:: Stored records ::

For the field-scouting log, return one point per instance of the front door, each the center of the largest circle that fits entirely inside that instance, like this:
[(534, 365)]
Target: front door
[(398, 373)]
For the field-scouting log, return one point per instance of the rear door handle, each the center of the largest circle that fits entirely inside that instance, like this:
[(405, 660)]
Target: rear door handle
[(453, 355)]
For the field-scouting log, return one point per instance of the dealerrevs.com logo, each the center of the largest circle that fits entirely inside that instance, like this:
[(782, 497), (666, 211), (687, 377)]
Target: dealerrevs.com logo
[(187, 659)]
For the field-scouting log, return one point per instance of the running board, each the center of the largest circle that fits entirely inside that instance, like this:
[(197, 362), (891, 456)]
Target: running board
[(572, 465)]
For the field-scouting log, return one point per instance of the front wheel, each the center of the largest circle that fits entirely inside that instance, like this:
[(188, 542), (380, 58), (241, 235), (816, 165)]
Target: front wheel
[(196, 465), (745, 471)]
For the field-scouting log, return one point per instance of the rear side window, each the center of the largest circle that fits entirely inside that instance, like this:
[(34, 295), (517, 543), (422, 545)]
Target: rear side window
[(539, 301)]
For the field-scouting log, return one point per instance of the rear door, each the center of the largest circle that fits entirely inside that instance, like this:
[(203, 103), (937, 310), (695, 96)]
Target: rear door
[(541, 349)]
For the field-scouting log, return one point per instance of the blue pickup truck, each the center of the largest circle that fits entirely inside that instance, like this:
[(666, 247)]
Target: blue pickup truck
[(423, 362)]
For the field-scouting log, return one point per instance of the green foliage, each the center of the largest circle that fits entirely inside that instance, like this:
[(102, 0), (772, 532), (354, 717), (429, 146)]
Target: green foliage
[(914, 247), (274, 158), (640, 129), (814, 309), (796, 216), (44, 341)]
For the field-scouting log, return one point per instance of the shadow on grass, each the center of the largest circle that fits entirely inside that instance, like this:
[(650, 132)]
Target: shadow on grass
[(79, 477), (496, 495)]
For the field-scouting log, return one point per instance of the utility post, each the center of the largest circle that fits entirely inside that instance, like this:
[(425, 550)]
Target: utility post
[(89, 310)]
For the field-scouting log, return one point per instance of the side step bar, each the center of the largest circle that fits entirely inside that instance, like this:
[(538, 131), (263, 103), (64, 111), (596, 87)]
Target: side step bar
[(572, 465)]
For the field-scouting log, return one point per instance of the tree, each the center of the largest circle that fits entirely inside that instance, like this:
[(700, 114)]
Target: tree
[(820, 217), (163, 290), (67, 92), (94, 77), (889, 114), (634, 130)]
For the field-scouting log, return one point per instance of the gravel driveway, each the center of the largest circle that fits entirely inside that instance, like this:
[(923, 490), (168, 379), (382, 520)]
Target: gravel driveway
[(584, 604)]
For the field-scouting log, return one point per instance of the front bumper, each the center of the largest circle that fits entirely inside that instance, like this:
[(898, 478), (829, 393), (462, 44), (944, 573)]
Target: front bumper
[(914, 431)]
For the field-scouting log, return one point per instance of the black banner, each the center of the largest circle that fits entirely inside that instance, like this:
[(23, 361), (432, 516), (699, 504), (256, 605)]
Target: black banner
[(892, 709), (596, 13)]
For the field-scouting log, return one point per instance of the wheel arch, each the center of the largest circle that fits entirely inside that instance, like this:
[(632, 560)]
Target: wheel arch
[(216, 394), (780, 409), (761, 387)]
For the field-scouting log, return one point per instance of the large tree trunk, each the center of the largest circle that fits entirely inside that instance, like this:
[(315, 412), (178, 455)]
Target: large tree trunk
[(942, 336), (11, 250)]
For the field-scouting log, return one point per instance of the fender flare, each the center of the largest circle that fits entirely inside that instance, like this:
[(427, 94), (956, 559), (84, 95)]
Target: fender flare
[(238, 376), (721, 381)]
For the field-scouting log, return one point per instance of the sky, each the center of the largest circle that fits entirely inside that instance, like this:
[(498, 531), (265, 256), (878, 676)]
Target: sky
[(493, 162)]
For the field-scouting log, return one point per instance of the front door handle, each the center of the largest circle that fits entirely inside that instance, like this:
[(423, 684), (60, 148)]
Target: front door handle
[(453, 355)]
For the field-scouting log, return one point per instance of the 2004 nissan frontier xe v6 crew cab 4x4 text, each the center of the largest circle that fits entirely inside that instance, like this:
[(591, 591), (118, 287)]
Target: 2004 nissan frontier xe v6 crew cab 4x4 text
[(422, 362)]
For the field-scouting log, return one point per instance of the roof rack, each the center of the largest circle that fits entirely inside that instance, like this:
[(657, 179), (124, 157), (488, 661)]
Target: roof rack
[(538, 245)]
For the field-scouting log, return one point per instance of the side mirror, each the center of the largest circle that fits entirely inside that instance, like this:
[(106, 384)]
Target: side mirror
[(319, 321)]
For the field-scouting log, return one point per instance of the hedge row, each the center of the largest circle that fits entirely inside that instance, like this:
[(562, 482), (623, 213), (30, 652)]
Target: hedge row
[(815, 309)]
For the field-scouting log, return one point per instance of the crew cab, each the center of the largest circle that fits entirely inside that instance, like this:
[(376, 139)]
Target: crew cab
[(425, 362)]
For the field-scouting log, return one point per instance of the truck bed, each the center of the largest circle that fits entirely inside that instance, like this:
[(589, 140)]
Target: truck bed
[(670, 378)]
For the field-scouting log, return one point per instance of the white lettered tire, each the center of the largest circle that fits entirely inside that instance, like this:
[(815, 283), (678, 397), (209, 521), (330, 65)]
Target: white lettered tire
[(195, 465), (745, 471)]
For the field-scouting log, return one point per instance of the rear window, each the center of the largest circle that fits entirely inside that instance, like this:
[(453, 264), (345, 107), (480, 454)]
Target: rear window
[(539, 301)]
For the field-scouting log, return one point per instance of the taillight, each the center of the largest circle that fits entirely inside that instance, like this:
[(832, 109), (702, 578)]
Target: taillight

:::

• Requirement:
In the lines from the one containing "of the blue" through the one containing "216), (44, 341)]", inclusive, swap "green foliage" for "leafy vegetation" and change nothing else. Return only those lines.

• Answer to this problem:
For the field-scouting log, return one point per instance of the blue pickup truck, each the center of the largest circle that fits entirely inside that instance, like this:
[(666, 247)]
Target: blue pickup truck
[(423, 362)]
For the field-scouting log, return one point per instance of the leafy vegetation, each the center of the largest circle that fits entirely inside that instance, like this:
[(102, 0), (772, 532), (354, 717), (429, 146)]
Target: leafy vegetation
[(914, 247), (274, 158), (640, 129), (814, 309), (796, 216), (44, 341)]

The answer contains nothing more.